**Exercise aim:** Images appear in the records below; leave them out and repeat everything else exactly.

Pointing records

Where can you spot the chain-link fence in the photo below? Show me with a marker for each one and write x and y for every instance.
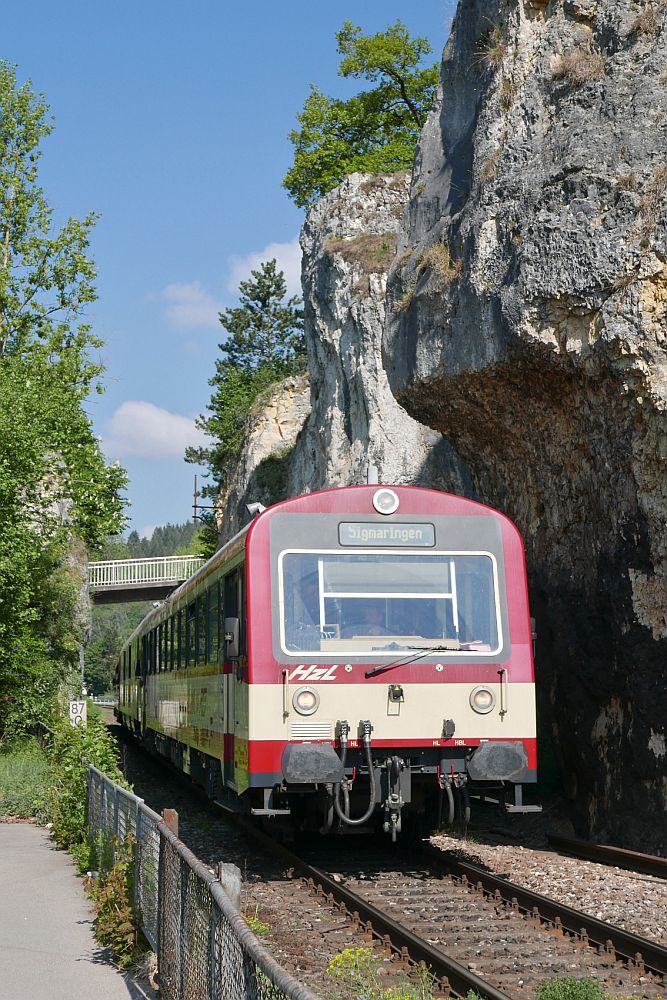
(205, 949)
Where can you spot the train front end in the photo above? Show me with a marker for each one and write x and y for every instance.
(390, 658)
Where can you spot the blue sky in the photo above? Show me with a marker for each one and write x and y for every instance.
(171, 121)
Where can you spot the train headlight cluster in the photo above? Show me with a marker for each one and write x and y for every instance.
(385, 501)
(482, 700)
(306, 700)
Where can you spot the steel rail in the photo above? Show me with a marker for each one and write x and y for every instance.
(646, 864)
(636, 951)
(402, 940)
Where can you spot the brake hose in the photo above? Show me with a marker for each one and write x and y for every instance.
(343, 814)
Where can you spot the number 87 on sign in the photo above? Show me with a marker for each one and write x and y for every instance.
(78, 711)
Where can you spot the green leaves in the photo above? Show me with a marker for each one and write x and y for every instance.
(375, 131)
(265, 345)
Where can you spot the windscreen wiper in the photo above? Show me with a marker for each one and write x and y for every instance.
(452, 644)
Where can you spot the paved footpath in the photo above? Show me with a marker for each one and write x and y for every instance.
(47, 948)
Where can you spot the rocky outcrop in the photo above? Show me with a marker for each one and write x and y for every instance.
(325, 429)
(528, 324)
(261, 474)
(349, 243)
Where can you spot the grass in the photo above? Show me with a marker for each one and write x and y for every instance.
(580, 66)
(489, 168)
(438, 258)
(647, 22)
(24, 782)
(406, 298)
(492, 49)
(626, 182)
(371, 252)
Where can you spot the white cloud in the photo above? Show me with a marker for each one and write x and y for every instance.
(142, 429)
(189, 304)
(288, 259)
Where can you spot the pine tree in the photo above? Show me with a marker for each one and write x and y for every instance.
(265, 345)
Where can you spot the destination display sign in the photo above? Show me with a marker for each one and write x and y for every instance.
(366, 533)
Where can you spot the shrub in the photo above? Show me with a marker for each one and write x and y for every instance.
(24, 782)
(357, 972)
(372, 253)
(116, 923)
(492, 49)
(567, 988)
(579, 66)
(70, 750)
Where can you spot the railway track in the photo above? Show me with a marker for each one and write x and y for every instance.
(429, 908)
(477, 931)
(645, 864)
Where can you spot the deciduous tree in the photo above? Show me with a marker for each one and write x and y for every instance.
(265, 344)
(375, 131)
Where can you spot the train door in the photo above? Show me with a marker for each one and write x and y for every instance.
(235, 693)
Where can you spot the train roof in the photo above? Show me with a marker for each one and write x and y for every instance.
(337, 499)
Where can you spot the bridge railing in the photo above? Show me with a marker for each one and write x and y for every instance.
(128, 572)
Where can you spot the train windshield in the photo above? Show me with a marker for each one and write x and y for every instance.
(385, 603)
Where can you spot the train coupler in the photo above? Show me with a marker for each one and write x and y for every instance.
(394, 802)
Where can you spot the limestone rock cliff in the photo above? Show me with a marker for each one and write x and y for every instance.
(324, 429)
(528, 324)
(349, 243)
(261, 474)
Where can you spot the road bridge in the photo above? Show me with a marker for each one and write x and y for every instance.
(116, 581)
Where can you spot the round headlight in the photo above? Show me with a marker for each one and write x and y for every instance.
(306, 701)
(482, 700)
(385, 501)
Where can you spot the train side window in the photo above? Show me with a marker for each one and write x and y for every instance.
(190, 634)
(212, 630)
(179, 660)
(234, 605)
(201, 628)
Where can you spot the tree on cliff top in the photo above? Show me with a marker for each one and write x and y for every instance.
(375, 131)
(265, 345)
(54, 483)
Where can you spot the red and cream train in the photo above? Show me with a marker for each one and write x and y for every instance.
(354, 656)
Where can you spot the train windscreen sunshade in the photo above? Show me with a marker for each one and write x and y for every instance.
(384, 603)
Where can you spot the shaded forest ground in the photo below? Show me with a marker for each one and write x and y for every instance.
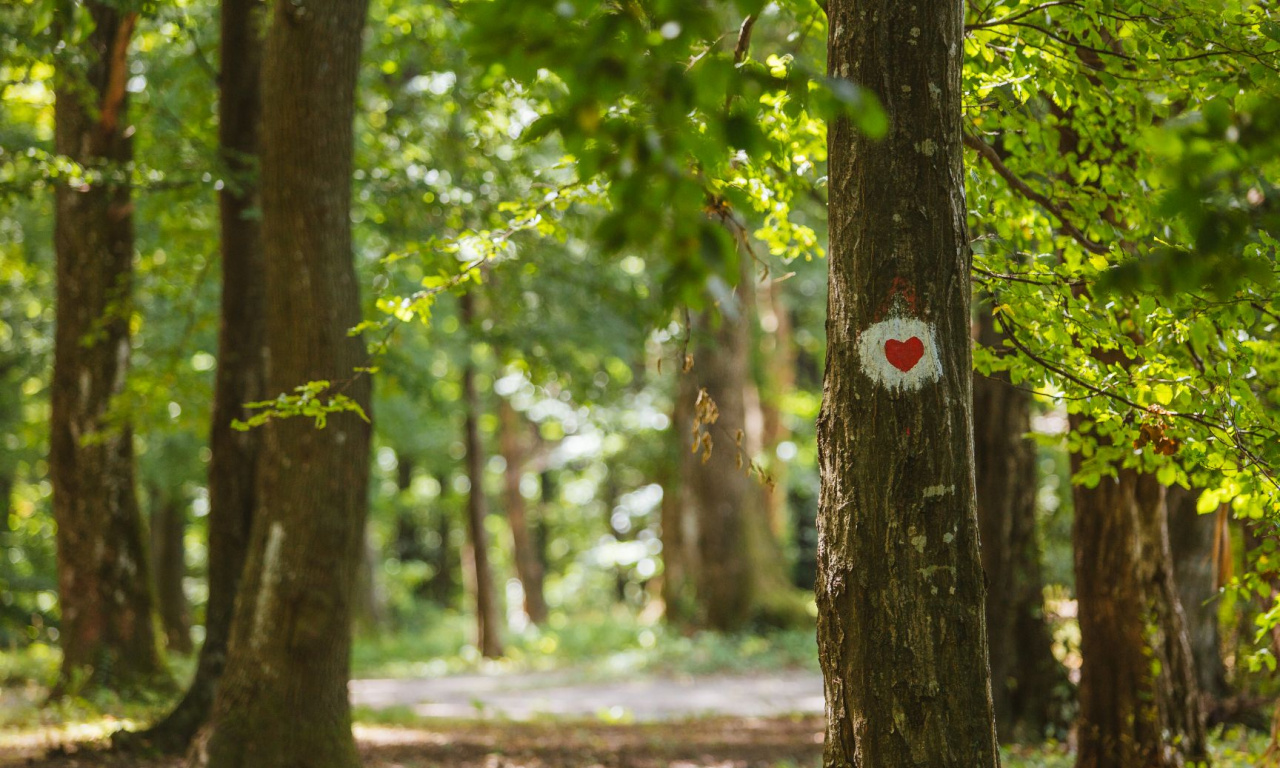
(720, 741)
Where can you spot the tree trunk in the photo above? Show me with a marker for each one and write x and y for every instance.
(488, 615)
(720, 490)
(1138, 700)
(515, 448)
(283, 696)
(440, 586)
(1191, 539)
(1027, 682)
(169, 565)
(241, 365)
(370, 599)
(679, 525)
(901, 627)
(103, 571)
(780, 373)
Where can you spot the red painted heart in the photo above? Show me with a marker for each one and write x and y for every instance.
(904, 355)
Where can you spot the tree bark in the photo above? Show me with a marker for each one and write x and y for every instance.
(515, 448)
(1191, 539)
(283, 696)
(1027, 682)
(440, 586)
(241, 365)
(780, 374)
(721, 493)
(901, 627)
(1138, 696)
(488, 615)
(103, 571)
(679, 525)
(169, 565)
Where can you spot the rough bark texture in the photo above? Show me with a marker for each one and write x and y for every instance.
(488, 613)
(515, 444)
(282, 700)
(1027, 682)
(169, 565)
(1191, 539)
(778, 353)
(241, 364)
(740, 574)
(103, 571)
(1139, 707)
(901, 629)
(679, 526)
(720, 492)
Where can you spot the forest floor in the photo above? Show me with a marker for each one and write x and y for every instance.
(558, 694)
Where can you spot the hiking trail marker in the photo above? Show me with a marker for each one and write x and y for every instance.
(899, 351)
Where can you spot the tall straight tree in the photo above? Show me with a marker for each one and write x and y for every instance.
(488, 612)
(283, 695)
(104, 580)
(901, 629)
(1139, 699)
(1027, 682)
(241, 362)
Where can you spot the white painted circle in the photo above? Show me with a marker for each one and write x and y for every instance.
(900, 353)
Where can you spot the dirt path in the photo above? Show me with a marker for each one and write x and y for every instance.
(525, 696)
(721, 743)
(479, 721)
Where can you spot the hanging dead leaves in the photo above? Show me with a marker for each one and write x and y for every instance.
(1155, 430)
(705, 415)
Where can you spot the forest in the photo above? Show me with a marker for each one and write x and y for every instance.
(639, 383)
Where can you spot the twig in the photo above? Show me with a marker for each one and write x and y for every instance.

**Response:**
Where can you spot the chain-link fence in the photo below? Show me with a marker for each one and write x and y for every instance.
(205, 949)
Where can you spot the train front end in the photo above? Show me with a marker for each one and write x and y for every instance.
(390, 658)
Where can you spot the blue sky in the photo above? Show me with a marker for each one and write x and y for every instance.
(171, 121)
Where can you spot the train headlight cluster in the photo above? Show me with a marker for each one and write x and y for every instance.
(385, 501)
(482, 700)
(306, 700)
Where can you spot the steel rail in the photo above? Show me with a marker for each one and write x and y for every instance.
(646, 864)
(636, 951)
(402, 940)
Where can you spot the brake hose in the photo above? Show me with a marker for each one and write x and y for every instance.
(343, 814)
Where can you spot the number 87 on sign in the photo above? Show me with a marker for each one and write x and y for every instance.
(78, 711)
Where can you spot the green leaves in the photo above? Show me with a marker for each one and write x and y for every instance.
(375, 131)
(265, 345)
Where can you spot the windscreen wiper in the photo above? Show me with a marker for each one and write x and y for every instance.
(452, 644)
Where can you spot the paved footpath in the photo above? Show me with a marker for each one and write x and y for every instance.
(47, 948)
Where can you spot the rocky outcrop in the photo above? Show me with a marker for each one and write x and y for every instance.
(325, 429)
(528, 324)
(261, 474)
(349, 243)
Where can you spot the grass in the photo above? Show me with a marker for each one and write x and y for every instance.
(580, 66)
(489, 168)
(438, 258)
(647, 22)
(24, 782)
(406, 298)
(492, 49)
(626, 182)
(371, 252)
Where can you spot the white cloud in the photo above? Show me with a marker for each one and write x and y for every instance.
(142, 429)
(189, 304)
(288, 259)
Where can you spot the pine tree in the photo above? Show me with a marker for each one and write x and y for every instance.
(265, 345)
Where can you spot the destination display sign in the photo above? Show me with a marker for each one and write x and y for every instance.
(366, 533)
Where can you spot the shrub in the photo above? Show me with a marker for each one and write x and y for every instance.
(24, 782)
(357, 972)
(372, 253)
(116, 923)
(492, 49)
(567, 988)
(579, 66)
(70, 750)
Where can you spot the railway track in the photo above? Show me with a marker for each one and write x and y for every instance.
(429, 908)
(477, 931)
(645, 864)
Where can you spot the deciduous tree in the photo above? Show me with a marker for each one and write x and y for every instance.
(265, 344)
(375, 131)
Where can you spot the train door in the photo above? Show me with a marker for each one and write x and y for every instance.
(235, 693)
Where can you spot the train roof in the photo above? Show me with a marker for each one and write x and y for every instance.
(337, 499)
Where can you spot the bridge railing in the photo above? Show me with a marker for each one and write x and y for every instance.
(128, 572)
Where can you spot the train windshield in the photo above? Show me with a marker for each one and write x and y for every instance.
(385, 603)
Where can you spot the train coupler in the photo above? Show me with a marker for each one and write x and y for every instance.
(394, 802)
Where can you spot the limestone rock cliff in the photo above? Show me with a marker for each one and write x and y for every instance.
(324, 429)
(528, 324)
(349, 243)
(261, 474)
Where can you spot the road bridge in the photo above? Show me with a marker for each one and write x and y for every instance.
(116, 581)
Where can you spot the round headlight in the photo above? Show me with a marker for each one and write x and y for every instance.
(306, 701)
(482, 700)
(385, 501)
Where can you spot the train side window in the photo above? Show me with a marker for each one and write x and y for every instance.
(190, 634)
(212, 630)
(179, 660)
(234, 605)
(201, 628)
Where can you spot the tree on cliff top in the photo above? Show me with a marker for each one and write x and y for every instance.
(375, 131)
(265, 345)
(54, 483)
Where can you spot the red and cream train in the photo above? Show me with a marker for each one and write x and y for every instance.
(354, 656)
Where can you spot the train windscreen sunshade in the photo above? Show me with a marker for each one and write x and y for every instance.
(384, 603)
Where can you spot the shaded forest ground in the photo below? Show me with a marker for each one and write x and y for every instance.
(720, 741)
Where can you spot the tree trunk in the photo above? Show me with a marker for each one and write x and y for every instance.
(488, 615)
(720, 490)
(1138, 700)
(515, 448)
(283, 696)
(440, 586)
(1191, 539)
(1027, 682)
(169, 565)
(241, 365)
(370, 599)
(679, 525)
(901, 627)
(103, 571)
(780, 373)
Where can you spot the red painted heart in the photo above? Show me with a marker for each one and write x and y for every instance.
(904, 355)
Where can you spot the tree bark in the photo above? Show me with a marker for each one and write x and y for every instance.
(515, 448)
(1191, 539)
(283, 696)
(1027, 682)
(440, 586)
(241, 365)
(780, 374)
(721, 493)
(901, 627)
(1138, 696)
(488, 615)
(103, 571)
(679, 525)
(169, 565)
Where can you spot the rough bark texture in the photo above? Show me with a marker for each one and write x and y for every instance.
(488, 613)
(515, 444)
(282, 700)
(1027, 682)
(169, 565)
(1191, 539)
(778, 353)
(241, 364)
(740, 574)
(103, 571)
(1139, 707)
(901, 629)
(679, 526)
(720, 492)
Where can you spot the forest floor in the photo above? Show me with a marker for each one and write x and y for every instance.
(558, 694)
Where can you spot the hiking trail marker in the photo above? Show me with a marker for each one and write x and y for every instance.
(899, 351)
Where can you spot the tall straight tree in the photo above? Show me with a marker for each one and write x and y for every instance.
(488, 612)
(283, 695)
(104, 580)
(901, 629)
(1139, 699)
(1027, 682)
(241, 362)
Where can you spot the white painted circle in the photo above? Show me with a marker for each one and write x and y for every instance.
(900, 353)
Where can you spot the dirt path in the photo above? Show me with a marker for each one and write x and y for every instance.
(525, 696)
(721, 743)
(479, 721)
Where can you spot the hanging dead leaves in the photo above? Show me with a marker for each one and write x and y for every instance.
(1155, 430)
(705, 415)
Where can you spot the forest in the photo above? Show me with a marker for each one and write x and y for every instance.
(639, 383)
Where can you spot the twig in the photo above? Show me with a marker for each one and write x and y for every instance.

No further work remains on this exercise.